-- Exercise task --
Reproduce each of the lines below without altering a single character.

+===+

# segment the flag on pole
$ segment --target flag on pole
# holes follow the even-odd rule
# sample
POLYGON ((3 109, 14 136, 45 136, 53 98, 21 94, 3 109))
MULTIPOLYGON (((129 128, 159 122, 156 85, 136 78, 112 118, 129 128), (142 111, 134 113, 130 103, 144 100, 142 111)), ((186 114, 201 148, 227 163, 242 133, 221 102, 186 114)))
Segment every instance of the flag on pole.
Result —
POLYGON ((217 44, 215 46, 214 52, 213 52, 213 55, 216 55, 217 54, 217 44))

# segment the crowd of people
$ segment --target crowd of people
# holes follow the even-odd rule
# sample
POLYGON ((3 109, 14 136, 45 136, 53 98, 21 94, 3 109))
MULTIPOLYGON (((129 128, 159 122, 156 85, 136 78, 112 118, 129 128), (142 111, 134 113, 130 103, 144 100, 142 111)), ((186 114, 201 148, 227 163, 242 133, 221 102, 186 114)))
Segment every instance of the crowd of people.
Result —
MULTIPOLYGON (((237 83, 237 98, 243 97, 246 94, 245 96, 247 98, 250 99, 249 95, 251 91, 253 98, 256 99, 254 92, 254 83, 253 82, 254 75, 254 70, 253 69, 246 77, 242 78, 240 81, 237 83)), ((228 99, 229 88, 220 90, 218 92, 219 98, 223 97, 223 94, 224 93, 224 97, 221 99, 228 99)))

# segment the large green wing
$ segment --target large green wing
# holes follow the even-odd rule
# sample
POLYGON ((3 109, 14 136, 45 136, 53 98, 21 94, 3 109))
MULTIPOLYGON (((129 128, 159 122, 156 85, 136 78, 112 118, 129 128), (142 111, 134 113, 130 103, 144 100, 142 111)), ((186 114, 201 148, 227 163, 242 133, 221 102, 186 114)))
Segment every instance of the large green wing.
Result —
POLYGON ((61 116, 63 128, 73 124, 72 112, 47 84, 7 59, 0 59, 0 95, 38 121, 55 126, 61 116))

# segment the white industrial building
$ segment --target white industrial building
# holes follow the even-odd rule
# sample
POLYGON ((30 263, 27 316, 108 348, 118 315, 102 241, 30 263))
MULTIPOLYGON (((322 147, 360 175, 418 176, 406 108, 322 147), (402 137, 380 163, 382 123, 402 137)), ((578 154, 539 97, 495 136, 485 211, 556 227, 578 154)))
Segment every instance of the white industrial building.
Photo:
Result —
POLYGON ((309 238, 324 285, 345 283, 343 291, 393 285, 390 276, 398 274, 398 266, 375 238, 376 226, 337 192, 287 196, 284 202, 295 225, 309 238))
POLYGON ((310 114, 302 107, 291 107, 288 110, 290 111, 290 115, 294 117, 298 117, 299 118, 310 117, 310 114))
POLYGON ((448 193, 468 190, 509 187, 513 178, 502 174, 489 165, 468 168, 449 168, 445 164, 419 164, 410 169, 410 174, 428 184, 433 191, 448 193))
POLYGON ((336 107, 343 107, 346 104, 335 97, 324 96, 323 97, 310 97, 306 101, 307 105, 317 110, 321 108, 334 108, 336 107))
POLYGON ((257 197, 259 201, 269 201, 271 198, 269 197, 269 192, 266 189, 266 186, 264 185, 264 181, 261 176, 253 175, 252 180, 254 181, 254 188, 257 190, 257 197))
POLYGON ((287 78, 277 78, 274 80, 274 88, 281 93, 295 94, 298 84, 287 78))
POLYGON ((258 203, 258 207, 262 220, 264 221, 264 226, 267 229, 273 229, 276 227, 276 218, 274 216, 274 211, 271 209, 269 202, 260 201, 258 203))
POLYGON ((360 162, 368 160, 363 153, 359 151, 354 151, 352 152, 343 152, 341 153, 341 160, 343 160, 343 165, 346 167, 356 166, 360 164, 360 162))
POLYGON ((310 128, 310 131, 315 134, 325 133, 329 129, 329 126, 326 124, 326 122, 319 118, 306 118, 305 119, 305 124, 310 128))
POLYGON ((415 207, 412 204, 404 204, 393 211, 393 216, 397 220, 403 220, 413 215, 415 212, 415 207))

+===+

-- Output for this task --
# segment the flag on pole
$ segment --target flag on pole
# holes follow the even-odd rule
# sample
POLYGON ((3 109, 14 136, 45 136, 53 98, 21 94, 3 109))
MULTIPOLYGON (((129 128, 159 122, 156 85, 136 78, 112 118, 129 128), (142 111, 134 113, 130 103, 144 100, 142 111)), ((186 114, 201 148, 227 163, 242 133, 221 102, 186 114)))
Segment every instance of the flag on pole.
Result —
POLYGON ((217 44, 215 46, 214 52, 213 52, 213 55, 216 55, 217 54, 217 44))

# segment the crowd of people
$ segment --target crowd of people
# holes follow the even-odd rule
# sample
POLYGON ((3 109, 14 136, 45 136, 53 98, 21 94, 3 109))
MULTIPOLYGON (((129 128, 159 122, 156 85, 136 78, 112 118, 129 128), (142 111, 134 113, 130 103, 144 100, 142 111)), ((186 114, 201 148, 227 163, 242 133, 221 102, 186 114)))
Segment every instance of the crowd of people.
Result —
MULTIPOLYGON (((237 83, 237 98, 243 97, 246 94, 245 96, 247 98, 250 99, 249 95, 251 91, 253 98, 256 99, 254 92, 254 83, 253 82, 254 75, 254 70, 253 69, 246 77, 242 78, 240 81, 237 83)), ((228 99, 229 88, 220 90, 218 92, 219 98, 223 97, 223 94, 224 93, 224 97, 221 99, 228 99)))

# segment the large green wing
$ segment --target large green wing
# holes follow the even-odd rule
# sample
POLYGON ((3 109, 14 136, 45 136, 53 98, 21 94, 3 109))
MULTIPOLYGON (((129 128, 159 122, 156 85, 136 78, 112 118, 129 128), (142 111, 134 113, 130 103, 144 100, 142 111)), ((186 114, 201 148, 227 163, 242 133, 221 102, 186 114)))
Segment every instance of the large green wing.
Result —
POLYGON ((61 116, 63 128, 73 124, 72 112, 47 84, 7 59, 0 59, 0 95, 38 121, 55 126, 61 116))

# segment the white industrial building
$ segment --target white industrial building
# holes follow the even-odd rule
# sample
POLYGON ((30 263, 27 316, 108 348, 118 315, 102 241, 30 263))
MULTIPOLYGON (((322 147, 360 175, 418 176, 406 108, 322 147), (402 137, 380 163, 382 123, 402 137)), ((578 154, 539 97, 495 136, 485 211, 556 227, 578 154)))
Segment every instance of the white industrial building.
Photo:
Result —
POLYGON ((309 238, 324 285, 345 283, 343 291, 393 285, 390 276, 398 274, 398 266, 375 238, 376 226, 337 192, 287 196, 284 202, 295 225, 309 238))
POLYGON ((310 114, 302 107, 291 107, 288 110, 290 111, 290 115, 294 117, 298 117, 299 118, 310 117, 310 114))
POLYGON ((448 193, 468 190, 509 187, 513 178, 502 174, 489 165, 468 168, 449 168, 445 164, 419 164, 410 169, 410 174, 428 184, 433 191, 448 193))
POLYGON ((336 107, 343 107, 346 104, 335 97, 324 96, 323 97, 310 97, 306 101, 307 105, 317 110, 321 108, 334 108, 336 107))
POLYGON ((257 197, 259 201, 269 201, 271 198, 269 197, 269 192, 266 189, 266 186, 264 185, 264 181, 261 176, 253 175, 252 180, 254 181, 254 188, 257 190, 257 197))
POLYGON ((287 78, 277 78, 274 80, 274 88, 281 93, 295 94, 298 84, 287 78))
POLYGON ((258 203, 258 207, 262 220, 264 221, 264 226, 267 229, 273 229, 276 227, 276 218, 274 216, 274 211, 271 209, 269 202, 260 201, 258 203))
POLYGON ((360 162, 368 160, 363 153, 359 151, 354 151, 352 152, 343 152, 341 153, 341 160, 343 160, 343 165, 346 167, 356 166, 360 164, 360 162))
POLYGON ((310 128, 310 131, 315 134, 325 133, 329 129, 329 126, 326 124, 326 122, 319 118, 306 118, 305 119, 305 124, 310 128))
POLYGON ((415 207, 412 204, 404 204, 393 211, 393 216, 397 220, 403 220, 413 215, 415 212, 415 207))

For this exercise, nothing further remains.